[What needs to be done]: Write out the part of the June Medical case timeline between "- The U.S. District" and "October 4, 2019.", inclusive, with no changes.

[Exercise text]:
※ ※ ※

June Medical Services Case Timeline
- In 2014, the Center for Reproductive Rights filed a lawsuit to challenge Act 620 on behalf of June Medical arguing that the law was unconstitutional.
- The U.S. District Court in Louisiana granted a request to temporarily block the law from being enforced and following the decision in Whole Woman’s Health declared the law unconstitutional in April 2017.
- Louisiana appealed the decision to the Fifth Circuit, which reversed the District Court decision on September 26, 2018 on a 3 judge panel decision, denying the request to have the case heard by the full appeals court.
- The Center requested an emergency stay from the Supreme Court as it filed a writ of certiorari to hear to case. The Supreme Court granted the stay in february 2019 and granted certiorari on October 4, 2019.
- The Court heard oral arguments on March 4, 2020 and the decision is expected before the end of the Court”s 2020 June term. To hear the March 4 argument click here.
Questions under consideration in June Medical
- Whether the U.S. Court of Appeals for the 5th Circuit’s decision upholding Louisiana’s admitting privileges law conflicts with the Supreme Court’s binding precedent in Whole Woman’s Health v. Hellerstedt.

※ ※ ※

[Dataset extract]:
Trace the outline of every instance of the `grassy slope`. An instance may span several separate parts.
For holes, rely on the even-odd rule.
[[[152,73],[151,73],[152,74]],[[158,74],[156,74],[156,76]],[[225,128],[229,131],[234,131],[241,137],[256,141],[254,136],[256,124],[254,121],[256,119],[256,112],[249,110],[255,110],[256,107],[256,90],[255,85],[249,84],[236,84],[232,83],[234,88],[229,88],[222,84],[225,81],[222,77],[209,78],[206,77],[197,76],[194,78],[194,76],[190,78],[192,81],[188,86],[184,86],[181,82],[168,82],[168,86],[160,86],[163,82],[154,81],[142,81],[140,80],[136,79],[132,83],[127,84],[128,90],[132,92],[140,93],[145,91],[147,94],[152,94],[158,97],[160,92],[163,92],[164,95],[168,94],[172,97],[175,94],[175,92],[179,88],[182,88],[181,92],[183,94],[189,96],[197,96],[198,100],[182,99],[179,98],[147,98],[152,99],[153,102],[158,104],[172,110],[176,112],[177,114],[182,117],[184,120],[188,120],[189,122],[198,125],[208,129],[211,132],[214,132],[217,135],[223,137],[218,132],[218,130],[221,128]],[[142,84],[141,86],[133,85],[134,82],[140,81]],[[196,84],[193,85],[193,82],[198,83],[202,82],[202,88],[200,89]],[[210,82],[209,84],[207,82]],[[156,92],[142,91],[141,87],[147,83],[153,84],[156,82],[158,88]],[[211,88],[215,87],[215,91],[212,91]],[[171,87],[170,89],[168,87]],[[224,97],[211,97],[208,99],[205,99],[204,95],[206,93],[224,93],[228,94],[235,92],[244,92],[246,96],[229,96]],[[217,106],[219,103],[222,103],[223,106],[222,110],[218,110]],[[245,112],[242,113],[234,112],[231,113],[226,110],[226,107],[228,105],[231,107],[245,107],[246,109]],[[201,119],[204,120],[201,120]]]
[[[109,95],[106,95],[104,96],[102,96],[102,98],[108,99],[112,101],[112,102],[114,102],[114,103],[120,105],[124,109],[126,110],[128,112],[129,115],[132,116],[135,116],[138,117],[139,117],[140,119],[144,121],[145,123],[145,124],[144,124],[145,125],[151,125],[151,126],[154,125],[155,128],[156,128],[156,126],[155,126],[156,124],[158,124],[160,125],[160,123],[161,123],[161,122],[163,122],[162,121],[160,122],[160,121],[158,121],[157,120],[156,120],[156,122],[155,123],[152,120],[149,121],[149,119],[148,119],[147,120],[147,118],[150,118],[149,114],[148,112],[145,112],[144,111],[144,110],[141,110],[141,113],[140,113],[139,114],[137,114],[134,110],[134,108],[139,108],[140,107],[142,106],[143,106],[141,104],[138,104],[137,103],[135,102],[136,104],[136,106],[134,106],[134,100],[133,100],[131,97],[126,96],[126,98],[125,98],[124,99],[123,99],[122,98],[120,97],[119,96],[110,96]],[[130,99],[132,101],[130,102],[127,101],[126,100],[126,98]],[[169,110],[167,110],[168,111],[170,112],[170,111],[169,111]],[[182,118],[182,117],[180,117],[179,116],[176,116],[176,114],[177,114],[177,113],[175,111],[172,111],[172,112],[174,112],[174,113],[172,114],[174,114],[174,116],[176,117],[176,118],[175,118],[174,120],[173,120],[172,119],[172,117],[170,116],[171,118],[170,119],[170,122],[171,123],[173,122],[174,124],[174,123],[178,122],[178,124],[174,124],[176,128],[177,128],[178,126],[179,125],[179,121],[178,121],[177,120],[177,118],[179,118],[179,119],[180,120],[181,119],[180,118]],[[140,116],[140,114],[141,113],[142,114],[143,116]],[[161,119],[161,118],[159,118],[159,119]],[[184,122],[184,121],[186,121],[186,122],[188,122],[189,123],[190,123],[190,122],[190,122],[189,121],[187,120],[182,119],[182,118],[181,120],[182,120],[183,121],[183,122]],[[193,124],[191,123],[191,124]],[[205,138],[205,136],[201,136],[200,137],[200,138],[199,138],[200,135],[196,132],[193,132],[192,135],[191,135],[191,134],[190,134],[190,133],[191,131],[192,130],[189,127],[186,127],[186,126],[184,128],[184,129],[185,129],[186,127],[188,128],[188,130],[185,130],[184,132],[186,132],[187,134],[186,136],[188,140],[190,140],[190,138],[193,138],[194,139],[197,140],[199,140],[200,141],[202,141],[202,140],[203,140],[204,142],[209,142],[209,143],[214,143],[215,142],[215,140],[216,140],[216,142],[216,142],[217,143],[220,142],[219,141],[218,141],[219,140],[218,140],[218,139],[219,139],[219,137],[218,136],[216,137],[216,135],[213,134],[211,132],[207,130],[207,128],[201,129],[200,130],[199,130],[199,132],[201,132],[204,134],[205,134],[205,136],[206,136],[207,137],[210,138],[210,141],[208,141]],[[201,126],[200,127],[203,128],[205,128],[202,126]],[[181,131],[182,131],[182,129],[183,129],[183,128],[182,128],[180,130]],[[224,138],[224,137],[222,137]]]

※ ※ ※

[Task output]:
- The U.S. District Court in Louisiana granted a request to temporarily block the law from being enforced and following the decision in Whole Woman’s Health declared the law unconstitutional in April 2017.
- Louisiana appealed the decision to the Fifth Circuit, which reversed the District Court decision on September 26, 2018 on a 3 judge panel decision, denying the request to have the case heard by the full appeals court.
- The Center requested an emergency stay from the Supreme Court as it filed a writ of certiorari to hear to case. The Supreme Court granted the stay in february 2019 and granted certiorari on October 4, 2019.